◆ Task to carry out
Copy the following data exactly and drop the pictures.

◆ Information supplied
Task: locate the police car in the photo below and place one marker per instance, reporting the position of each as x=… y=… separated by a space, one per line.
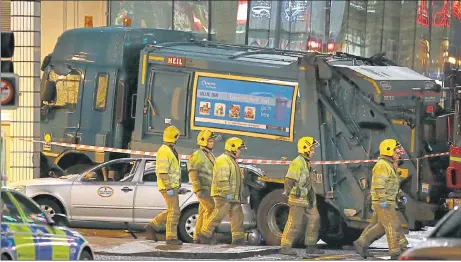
x=28 y=234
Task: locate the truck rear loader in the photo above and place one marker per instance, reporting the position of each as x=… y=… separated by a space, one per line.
x=120 y=87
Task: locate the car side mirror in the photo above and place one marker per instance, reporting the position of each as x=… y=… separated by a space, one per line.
x=89 y=176
x=58 y=220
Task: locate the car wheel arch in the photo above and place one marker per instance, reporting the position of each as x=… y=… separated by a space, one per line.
x=58 y=201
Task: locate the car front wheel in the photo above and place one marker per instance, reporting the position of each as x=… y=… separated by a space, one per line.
x=86 y=255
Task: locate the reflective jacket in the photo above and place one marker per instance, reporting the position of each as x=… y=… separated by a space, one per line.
x=302 y=192
x=227 y=178
x=201 y=165
x=385 y=183
x=167 y=169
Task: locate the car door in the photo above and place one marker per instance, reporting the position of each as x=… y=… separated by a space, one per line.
x=16 y=234
x=54 y=243
x=149 y=202
x=101 y=194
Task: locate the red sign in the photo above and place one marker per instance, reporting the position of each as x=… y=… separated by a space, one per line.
x=175 y=61
x=7 y=92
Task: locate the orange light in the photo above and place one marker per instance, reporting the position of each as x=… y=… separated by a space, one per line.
x=127 y=21
x=88 y=21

◆ Result below
Task: locate the police car in the photo below and place one marker per instance, reporting the position of each as x=… y=… separated by a space, one per line.
x=28 y=234
Task: locate the truck rear loader in the photo above and place one marker per instance, reporting the position of each as x=… y=… separated by a space, one per line.
x=120 y=87
Task: locate the car side mirror in the photo above and place one marker per instance, reporting the position of each as x=… y=… separated by a space, one per line.
x=89 y=176
x=58 y=220
Task: locate the car wheel arch in the photo above and place one marker per instance, reporting the position of each as x=… y=… separated by a space, one per line.
x=58 y=201
Task: locate the car front wheel in the photo above and place one marker per instance, reporting the position of each as x=… y=… separated by a space, one per line.
x=86 y=255
Task: locate the reflective jacket in the photo above and place one marker per instance, reporting the position of each as x=… y=… separated by a space, one per line.
x=302 y=192
x=227 y=178
x=201 y=165
x=385 y=183
x=167 y=169
Task: locate the car door in the photo above and place one marker per instance, reporting the position of each as x=… y=… separated by a space, one per line.
x=16 y=234
x=54 y=243
x=149 y=202
x=101 y=194
Task: locate the red sign in the photo above and place one marker per instance, reporting the position of each as x=… y=… separated by a space, one per line.
x=175 y=61
x=7 y=92
Task: locate the orange light in the photo above and place one marker per instance, reporting the position of each as x=… y=… separated by a space, one per line.
x=127 y=21
x=88 y=21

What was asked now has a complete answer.